FedProxy: Federated Fine-Tuning of LLMs via Proxy SLMs and Heterogeneity-Aware Fusion

arXiv cs.LG / 4/22/2026

📰 NewsIdeas & Deep AnalysisModels & Research

Key Points

  • FedProxy addresses the “federated fine-tuning trilemma” by targeting three issues at once: LLM IP protection, client privacy, and performance degradation on heterogeneous data.
  • The work finds that prior IP-preserving approaches such as Offsite-Tuning (OT) rely on weak adapters and therefore hit a performance bottleneck that trails centralized training.
  • FedProxy improves fidelity by replacing lightweight adapters with a single, unified Proxy Small Language Model (SLM) compressed from the proprietary LLM to act as a surrogate for collaborative fine-tuning.
  • The proposed three-stage design combines server-guided compression, an interference-mitigating aggregation method for heterogeneity, and a training-free “plug-in” fusion step to merge the learned improvements back into the full LLM.
  • Experiments indicate FedProxy substantially outperforms OT and can approach centralized fine-tuning performance, while also setting a new benchmark for secure, high-performance federated LLM adaptation.

_ _ _ _ _

Reproduce the FedProxy summary above in full, without changing a word.

_ _ _ _ _

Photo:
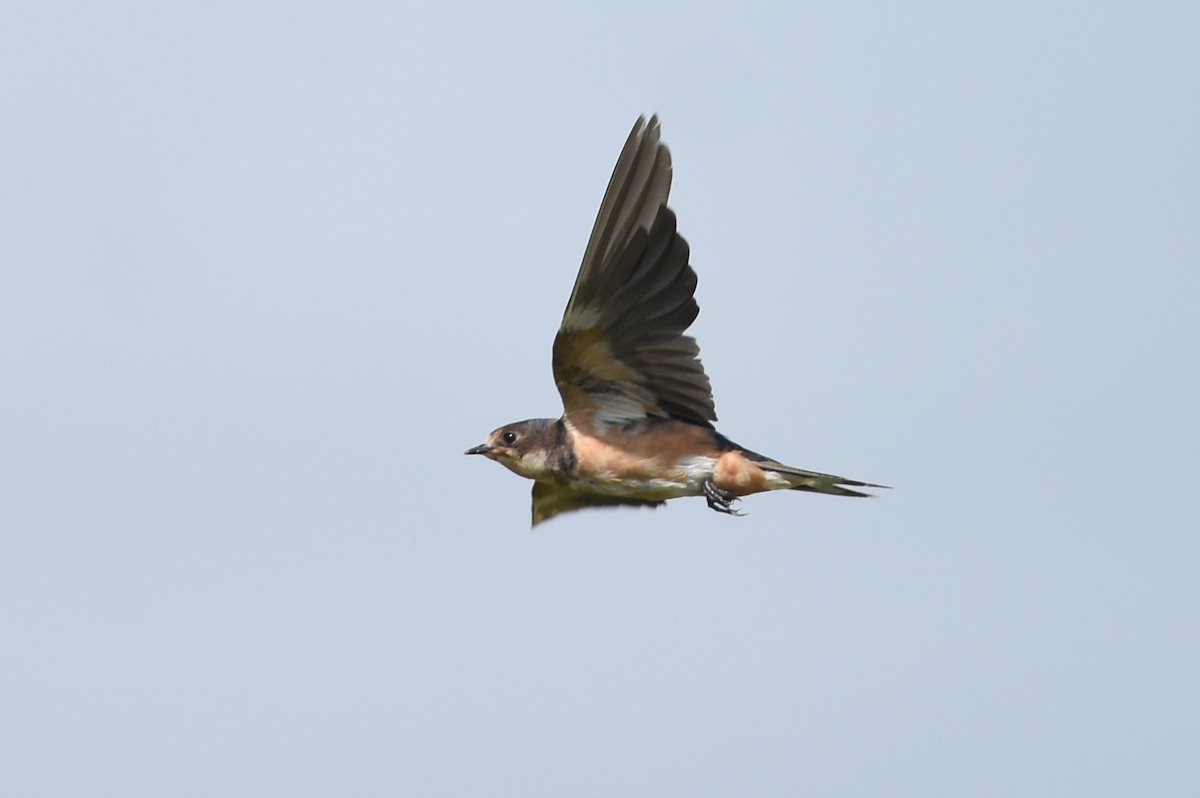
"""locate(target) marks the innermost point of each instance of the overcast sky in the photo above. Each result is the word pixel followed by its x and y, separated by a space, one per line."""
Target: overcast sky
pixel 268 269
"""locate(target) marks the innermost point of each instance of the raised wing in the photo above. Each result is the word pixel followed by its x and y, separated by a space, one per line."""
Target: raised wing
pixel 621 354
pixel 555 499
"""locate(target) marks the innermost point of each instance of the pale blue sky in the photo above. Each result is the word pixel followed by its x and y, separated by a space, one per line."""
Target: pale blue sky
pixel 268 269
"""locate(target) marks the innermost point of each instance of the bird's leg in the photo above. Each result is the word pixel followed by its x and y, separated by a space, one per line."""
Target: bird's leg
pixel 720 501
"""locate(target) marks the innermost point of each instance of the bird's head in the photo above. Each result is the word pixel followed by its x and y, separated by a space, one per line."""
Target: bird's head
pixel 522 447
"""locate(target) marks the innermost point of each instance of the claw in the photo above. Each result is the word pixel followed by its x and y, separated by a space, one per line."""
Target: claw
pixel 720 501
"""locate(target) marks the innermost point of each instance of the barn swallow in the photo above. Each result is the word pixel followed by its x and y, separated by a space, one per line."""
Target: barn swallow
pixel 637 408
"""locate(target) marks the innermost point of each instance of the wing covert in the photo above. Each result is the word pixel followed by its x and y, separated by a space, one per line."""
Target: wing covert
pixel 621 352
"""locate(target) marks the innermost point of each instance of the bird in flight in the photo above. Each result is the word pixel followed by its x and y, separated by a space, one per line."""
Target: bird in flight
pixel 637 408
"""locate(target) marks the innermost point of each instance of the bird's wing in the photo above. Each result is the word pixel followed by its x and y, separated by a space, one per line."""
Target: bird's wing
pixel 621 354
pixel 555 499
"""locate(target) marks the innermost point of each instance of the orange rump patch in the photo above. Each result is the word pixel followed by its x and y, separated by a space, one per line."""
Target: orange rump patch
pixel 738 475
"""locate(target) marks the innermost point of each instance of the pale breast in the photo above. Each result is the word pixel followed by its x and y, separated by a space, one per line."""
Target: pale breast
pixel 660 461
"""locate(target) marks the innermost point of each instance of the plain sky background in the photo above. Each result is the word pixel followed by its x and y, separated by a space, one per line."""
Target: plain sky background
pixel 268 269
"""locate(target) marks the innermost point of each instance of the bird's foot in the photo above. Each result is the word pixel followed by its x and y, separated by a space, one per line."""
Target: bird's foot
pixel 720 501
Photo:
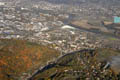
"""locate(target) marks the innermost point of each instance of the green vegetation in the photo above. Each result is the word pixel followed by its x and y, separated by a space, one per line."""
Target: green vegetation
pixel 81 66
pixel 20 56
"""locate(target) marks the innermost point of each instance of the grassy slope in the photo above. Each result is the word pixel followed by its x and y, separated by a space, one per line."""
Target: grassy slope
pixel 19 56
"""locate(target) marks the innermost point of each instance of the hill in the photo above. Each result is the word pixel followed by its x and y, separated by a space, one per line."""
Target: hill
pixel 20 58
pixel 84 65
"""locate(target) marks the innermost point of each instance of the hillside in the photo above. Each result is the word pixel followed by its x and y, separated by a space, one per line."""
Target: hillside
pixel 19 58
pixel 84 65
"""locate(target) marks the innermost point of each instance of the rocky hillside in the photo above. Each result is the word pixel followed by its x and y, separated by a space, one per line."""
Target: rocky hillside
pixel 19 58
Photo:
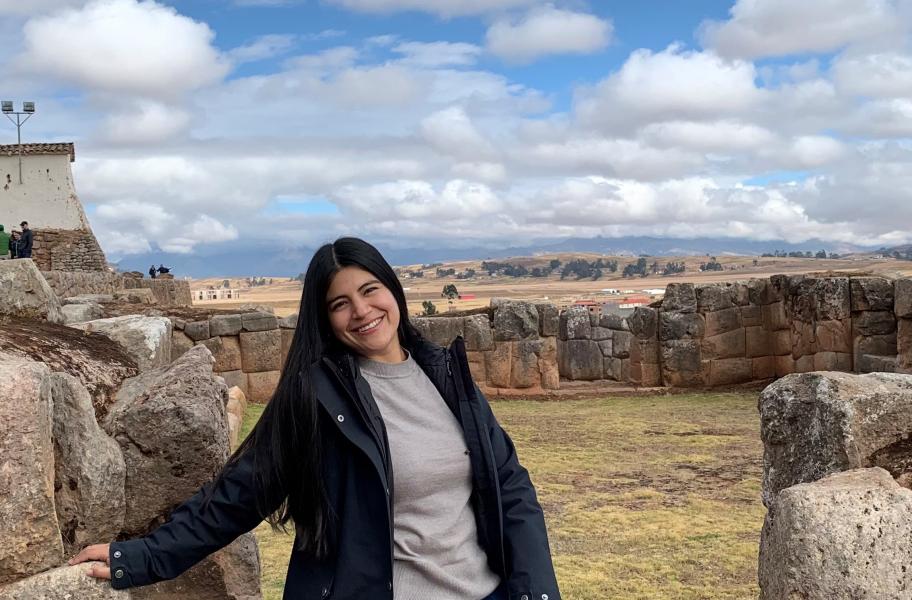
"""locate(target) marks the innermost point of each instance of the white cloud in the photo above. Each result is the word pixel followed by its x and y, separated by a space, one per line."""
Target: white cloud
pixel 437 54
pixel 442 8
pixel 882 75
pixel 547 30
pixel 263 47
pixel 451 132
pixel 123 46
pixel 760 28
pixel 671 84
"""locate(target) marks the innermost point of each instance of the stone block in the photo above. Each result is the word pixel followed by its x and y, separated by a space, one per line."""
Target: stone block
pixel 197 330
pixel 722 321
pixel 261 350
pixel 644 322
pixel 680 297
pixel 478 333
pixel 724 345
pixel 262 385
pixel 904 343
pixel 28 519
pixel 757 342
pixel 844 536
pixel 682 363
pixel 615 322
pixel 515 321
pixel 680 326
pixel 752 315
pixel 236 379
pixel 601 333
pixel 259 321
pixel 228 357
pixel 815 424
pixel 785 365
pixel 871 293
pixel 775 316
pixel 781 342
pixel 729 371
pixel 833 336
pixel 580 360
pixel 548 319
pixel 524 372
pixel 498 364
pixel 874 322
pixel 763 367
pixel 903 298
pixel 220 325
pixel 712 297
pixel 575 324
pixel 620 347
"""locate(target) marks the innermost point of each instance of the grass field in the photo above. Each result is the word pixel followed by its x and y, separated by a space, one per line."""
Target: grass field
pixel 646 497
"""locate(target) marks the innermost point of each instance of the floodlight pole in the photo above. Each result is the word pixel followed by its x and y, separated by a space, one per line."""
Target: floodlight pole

_ _ _ _ _

§ Task output
FedProxy: Federated Fine-Tuning of LLMs via Proxy SLMs and Heterogeneity-Aware Fusion

arXiv cs.LG / 4/22/2026

📰 NewsIdeas & Deep AnalysisModels & Research

Key Points

  • FedProxy addresses the “federated fine-tuning trilemma” by targeting three issues at once: LLM IP protection, client privacy, and performance degradation on heterogeneous data.
  • The work finds that prior IP-preserving approaches such as Offsite-Tuning (OT) rely on weak adapters and therefore hit a performance bottleneck that trails centralized training.
  • FedProxy improves fidelity by replacing lightweight adapters with a single, unified Proxy Small Language Model (SLM) compressed from the proprietary LLM to act as a surrogate for collaborative fine-tuning.
  • The proposed three-stage design combines server-guided compression, an interference-mitigating aggregation method for heterogeneity, and a training-free “plug-in” fusion step to merge the learned improvements back into the full LLM.
  • Experiments indicate FedProxy substantially outperforms OT and can approach centralized fine-tuning performance, while also setting a new benchmark for secure, high-performance federated LLM adaptation.